Work order A:
Using the excerpt on Ford's administrative appeals, answer each question:
(i) On what date did the Regional Office reject R-1?
(ii) When did the Central Office receive Ford's BP-11?
(iii) Under what administrative remedy number did the Central Office log the BP-11 into SENTRY?
Work order B:
Copy the passage of the excerpt on Ford's administrative appeals word for word, from "On May 18, 2020, Ford" to "Doc. 58 ¶ 28.".

Ford then executed a BP-10, but the top portion of the BP-10 did not contain Ford's name, registration number, unit, or institution. Doc. 56 ¶¶ 14-15; Doc. 58 ¶¶ 14-15. In early March 2020, the Regional Office received Ford's BP-10 and logged it into SENTRY as Administrative Remedy No. 1005927-R1 (“R-1”). Doc. 56 ¶¶ 17-18; Doc. 58 ¶¶ 17-18. The Regional Office rejected R-1 on March 10, 2020, informing Ford that several pages were illegible and that identifying information was omitted. Doc. 56 ¶ 19; Doc. 58 ¶ 19. The Regional Office also informed Ford that he could resubmit the appeal within 10 days of the date of the rejection notice. Doc. 56 ¶ 20; Doc. 58 ¶ 20. Although Ford did not resubmit the appeal to the Regional Office within 10 days of March 10, 2022, he did later resubmit his Regional Office appeal (“Resubmitted BP-10”), and the Regional Office received it on April 21, 2020. Doc. 56 ¶¶ 21-22; Doc. 58 ¶¶ 21-22.

Although the defendants point out that Ford's resubmission was not within 10 days, they also state that the “BOP never rejected any appeal for being untimely, and Defendants do not reference the untimeliness of his April 21, 2020[,] resubmitted appeal as a basis to find procedural default.” Doc. 57 at 16 n.2.

On May 18, 2020, Ford executed a BP-11, and the Central Office received it on May 26, 2020. Doc. 56 ¶¶ 23-24; Doc. 58 ¶¶ 23-24. On June 4, 2020, the Central Office logged Ford's BP-11 into SENTRY as Administrative Remedy 1005927-A1 (“A-1”). Doc. 56 ¶ 25; Doc. 58 ¶ 25. That same day, the Central Office rejected A-1, informing Ford that it concurred with the prior rejection and instructing him to “follow directions provided on prior rejection notices.” Doc. 56 ¶¶ 26-27; Doc. 58 ¶¶ 26-27. Ford did not submit any additional administrative remedy requests or appeals related to his medical care after this. Doc. 56 ¶ 28; Doc. 58 ¶ 28.

Supplied records:
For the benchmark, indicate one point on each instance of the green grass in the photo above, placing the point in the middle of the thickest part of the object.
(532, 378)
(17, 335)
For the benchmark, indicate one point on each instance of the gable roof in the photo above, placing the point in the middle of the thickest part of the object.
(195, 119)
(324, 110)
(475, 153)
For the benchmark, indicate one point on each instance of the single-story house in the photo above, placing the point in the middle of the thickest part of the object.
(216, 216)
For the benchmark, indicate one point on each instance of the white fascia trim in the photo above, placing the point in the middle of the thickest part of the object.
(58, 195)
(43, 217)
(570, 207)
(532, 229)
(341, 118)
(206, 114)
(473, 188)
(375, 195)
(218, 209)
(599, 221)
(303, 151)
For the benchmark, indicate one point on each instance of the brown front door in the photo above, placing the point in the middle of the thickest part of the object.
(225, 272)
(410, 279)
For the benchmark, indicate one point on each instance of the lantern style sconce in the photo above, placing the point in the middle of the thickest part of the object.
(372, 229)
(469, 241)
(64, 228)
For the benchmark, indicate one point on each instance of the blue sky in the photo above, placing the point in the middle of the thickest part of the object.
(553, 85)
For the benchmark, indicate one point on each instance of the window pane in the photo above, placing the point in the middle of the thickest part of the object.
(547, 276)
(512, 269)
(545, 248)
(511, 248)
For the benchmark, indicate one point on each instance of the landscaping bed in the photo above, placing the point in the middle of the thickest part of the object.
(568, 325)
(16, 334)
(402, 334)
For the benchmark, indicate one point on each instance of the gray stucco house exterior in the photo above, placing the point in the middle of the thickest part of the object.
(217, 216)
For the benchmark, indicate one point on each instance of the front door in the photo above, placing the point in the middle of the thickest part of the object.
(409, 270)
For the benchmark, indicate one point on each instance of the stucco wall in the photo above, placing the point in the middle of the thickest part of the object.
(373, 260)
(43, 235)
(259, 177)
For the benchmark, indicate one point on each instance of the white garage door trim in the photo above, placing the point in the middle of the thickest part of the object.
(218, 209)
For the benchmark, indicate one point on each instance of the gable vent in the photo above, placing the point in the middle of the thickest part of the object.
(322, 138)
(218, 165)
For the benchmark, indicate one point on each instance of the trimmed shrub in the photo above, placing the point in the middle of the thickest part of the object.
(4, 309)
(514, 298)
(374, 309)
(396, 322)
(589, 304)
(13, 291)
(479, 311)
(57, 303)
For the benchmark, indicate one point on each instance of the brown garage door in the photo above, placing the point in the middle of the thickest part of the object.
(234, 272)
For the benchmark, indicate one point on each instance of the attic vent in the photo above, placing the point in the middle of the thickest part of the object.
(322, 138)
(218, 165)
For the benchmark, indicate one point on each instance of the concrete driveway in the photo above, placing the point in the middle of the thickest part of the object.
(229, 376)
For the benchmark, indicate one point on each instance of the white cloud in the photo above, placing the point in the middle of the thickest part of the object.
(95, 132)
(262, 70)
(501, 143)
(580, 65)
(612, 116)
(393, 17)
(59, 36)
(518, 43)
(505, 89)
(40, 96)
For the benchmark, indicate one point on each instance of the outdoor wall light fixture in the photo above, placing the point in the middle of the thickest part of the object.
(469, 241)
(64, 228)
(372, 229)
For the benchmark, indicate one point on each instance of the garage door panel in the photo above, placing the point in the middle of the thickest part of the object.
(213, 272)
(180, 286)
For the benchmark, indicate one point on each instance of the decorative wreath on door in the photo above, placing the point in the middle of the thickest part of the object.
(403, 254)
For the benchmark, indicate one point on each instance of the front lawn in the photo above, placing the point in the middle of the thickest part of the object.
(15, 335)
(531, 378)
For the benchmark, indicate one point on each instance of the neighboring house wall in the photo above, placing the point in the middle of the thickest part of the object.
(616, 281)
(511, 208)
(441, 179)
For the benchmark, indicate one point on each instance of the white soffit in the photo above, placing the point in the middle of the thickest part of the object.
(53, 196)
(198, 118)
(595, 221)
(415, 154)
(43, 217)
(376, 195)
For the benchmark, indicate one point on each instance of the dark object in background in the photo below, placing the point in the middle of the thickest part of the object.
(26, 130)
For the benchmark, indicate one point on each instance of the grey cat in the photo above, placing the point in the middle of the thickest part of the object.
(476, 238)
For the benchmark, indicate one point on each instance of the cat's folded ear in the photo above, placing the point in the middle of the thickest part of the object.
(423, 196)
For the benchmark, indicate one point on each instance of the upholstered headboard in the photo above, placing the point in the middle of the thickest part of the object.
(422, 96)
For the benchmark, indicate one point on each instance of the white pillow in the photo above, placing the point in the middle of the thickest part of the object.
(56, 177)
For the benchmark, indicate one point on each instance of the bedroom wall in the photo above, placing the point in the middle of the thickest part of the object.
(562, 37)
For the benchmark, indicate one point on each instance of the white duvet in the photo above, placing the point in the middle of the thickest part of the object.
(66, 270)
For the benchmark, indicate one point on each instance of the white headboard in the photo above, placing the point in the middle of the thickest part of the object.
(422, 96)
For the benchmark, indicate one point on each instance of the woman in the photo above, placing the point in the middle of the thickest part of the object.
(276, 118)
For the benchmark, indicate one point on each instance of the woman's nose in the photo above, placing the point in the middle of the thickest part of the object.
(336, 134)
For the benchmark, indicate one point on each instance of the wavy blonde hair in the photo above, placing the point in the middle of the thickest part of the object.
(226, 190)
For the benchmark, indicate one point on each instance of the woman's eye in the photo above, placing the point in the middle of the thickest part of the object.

==

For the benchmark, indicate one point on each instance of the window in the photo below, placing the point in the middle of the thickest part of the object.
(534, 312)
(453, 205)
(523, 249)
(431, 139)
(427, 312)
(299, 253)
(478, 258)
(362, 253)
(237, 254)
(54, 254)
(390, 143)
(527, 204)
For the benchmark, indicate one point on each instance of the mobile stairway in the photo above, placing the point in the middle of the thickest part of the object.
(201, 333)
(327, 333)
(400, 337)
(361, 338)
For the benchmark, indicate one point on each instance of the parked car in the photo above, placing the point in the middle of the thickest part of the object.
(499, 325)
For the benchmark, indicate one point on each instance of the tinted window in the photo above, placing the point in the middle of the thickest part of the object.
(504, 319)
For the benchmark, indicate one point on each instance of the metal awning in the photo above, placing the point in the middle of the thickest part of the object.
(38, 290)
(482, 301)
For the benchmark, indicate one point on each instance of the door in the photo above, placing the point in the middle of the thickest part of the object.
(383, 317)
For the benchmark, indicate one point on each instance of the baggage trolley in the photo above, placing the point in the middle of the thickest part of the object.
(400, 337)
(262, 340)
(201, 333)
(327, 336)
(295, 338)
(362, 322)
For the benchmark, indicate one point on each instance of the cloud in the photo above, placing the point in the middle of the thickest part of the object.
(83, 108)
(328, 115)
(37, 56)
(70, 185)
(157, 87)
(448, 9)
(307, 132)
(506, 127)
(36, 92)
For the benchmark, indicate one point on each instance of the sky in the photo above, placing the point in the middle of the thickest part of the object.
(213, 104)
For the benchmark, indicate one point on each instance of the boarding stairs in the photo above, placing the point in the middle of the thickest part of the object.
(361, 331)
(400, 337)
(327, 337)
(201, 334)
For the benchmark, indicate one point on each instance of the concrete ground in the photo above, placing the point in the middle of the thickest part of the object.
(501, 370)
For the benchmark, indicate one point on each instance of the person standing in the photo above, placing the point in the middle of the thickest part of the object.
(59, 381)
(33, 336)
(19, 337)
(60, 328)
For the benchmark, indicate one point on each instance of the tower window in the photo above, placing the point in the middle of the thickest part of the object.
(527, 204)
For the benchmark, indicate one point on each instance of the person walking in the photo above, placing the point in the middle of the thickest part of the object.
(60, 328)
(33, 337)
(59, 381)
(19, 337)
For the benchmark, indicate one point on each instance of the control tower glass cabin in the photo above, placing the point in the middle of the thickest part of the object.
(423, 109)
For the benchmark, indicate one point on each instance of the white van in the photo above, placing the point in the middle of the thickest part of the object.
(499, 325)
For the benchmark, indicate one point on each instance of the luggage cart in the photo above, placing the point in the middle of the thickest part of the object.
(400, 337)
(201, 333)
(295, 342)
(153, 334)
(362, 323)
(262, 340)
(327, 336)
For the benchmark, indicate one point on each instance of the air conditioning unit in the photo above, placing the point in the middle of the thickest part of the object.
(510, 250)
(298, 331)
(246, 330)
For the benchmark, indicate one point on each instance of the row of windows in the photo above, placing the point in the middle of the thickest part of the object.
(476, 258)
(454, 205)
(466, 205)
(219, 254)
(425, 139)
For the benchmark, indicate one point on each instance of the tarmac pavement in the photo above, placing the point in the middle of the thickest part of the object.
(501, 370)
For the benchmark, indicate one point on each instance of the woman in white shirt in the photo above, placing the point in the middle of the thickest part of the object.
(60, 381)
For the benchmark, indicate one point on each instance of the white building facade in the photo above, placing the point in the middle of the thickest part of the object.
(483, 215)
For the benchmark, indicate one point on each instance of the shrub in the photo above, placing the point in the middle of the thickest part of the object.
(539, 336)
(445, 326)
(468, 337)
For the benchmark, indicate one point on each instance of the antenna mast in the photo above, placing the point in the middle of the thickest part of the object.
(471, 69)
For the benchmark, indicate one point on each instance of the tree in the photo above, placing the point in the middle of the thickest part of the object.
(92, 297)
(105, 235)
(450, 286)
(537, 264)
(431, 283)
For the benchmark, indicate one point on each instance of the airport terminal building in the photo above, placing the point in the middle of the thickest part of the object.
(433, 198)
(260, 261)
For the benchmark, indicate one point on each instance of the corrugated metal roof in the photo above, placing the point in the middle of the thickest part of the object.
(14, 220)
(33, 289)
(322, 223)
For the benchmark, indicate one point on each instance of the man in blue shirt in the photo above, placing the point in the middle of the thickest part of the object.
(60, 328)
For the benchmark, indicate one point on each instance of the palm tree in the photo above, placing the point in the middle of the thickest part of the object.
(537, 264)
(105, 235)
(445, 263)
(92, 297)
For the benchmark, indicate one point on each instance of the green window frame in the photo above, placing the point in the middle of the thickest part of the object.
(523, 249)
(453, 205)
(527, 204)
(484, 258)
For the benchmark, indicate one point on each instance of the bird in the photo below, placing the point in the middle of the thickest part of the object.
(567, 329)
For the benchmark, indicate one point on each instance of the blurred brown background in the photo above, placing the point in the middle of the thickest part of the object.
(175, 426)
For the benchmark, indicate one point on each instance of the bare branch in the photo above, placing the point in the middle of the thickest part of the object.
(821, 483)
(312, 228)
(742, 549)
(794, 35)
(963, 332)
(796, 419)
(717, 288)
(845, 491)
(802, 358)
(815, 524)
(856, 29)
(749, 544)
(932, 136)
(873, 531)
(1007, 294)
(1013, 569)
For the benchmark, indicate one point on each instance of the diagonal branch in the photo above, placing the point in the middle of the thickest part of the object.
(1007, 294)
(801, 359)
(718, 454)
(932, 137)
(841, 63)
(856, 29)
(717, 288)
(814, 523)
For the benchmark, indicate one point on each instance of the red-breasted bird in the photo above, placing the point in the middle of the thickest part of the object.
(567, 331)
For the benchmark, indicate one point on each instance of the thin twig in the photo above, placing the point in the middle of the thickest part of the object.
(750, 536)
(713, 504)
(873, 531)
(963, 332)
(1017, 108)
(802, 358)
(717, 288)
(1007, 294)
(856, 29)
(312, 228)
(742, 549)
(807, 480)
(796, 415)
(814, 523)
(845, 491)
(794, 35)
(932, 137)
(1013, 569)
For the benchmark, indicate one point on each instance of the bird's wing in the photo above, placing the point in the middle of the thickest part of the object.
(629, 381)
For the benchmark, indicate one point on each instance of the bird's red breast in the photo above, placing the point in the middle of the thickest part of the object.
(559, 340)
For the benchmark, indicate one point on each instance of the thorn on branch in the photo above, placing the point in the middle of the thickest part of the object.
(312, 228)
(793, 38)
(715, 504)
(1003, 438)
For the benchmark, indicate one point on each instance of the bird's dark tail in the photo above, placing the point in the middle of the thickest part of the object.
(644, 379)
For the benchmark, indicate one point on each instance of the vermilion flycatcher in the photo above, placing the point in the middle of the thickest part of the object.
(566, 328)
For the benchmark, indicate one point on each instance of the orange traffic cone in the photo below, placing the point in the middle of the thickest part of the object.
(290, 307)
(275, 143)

Written response A:
(i) March 10, 2020
(ii) May 26, 2020
(iii) Administrative Remedy 1005927-A1 ("A-1")

Written response B:
On May 18, 2020, Ford executed a BP-11, and the Central Office received it on May 26, 2020. Doc. 56 ¶¶ 23-24; Doc. 58 ¶¶ 23-24. On June 4, 2020, the Central Office logged Ford's BP-11 into SENTRY as Administrative Remedy 1005927-A1 (“A-1”). Doc. 56 ¶ 25; Doc. 58 ¶ 25. That same day, the Central Office rejected A-1, informing Ford that it concurred with the prior rejection and instructing him to “follow directions provided on prior rejection notices.” Doc. 56 ¶¶ 26-27; Doc. 58 ¶¶ 26-27. Ford did not submit any additional administrative remedy requests or appeals related to his medical care after this. Doc. 56 ¶ 28; Doc. 58 ¶ 28.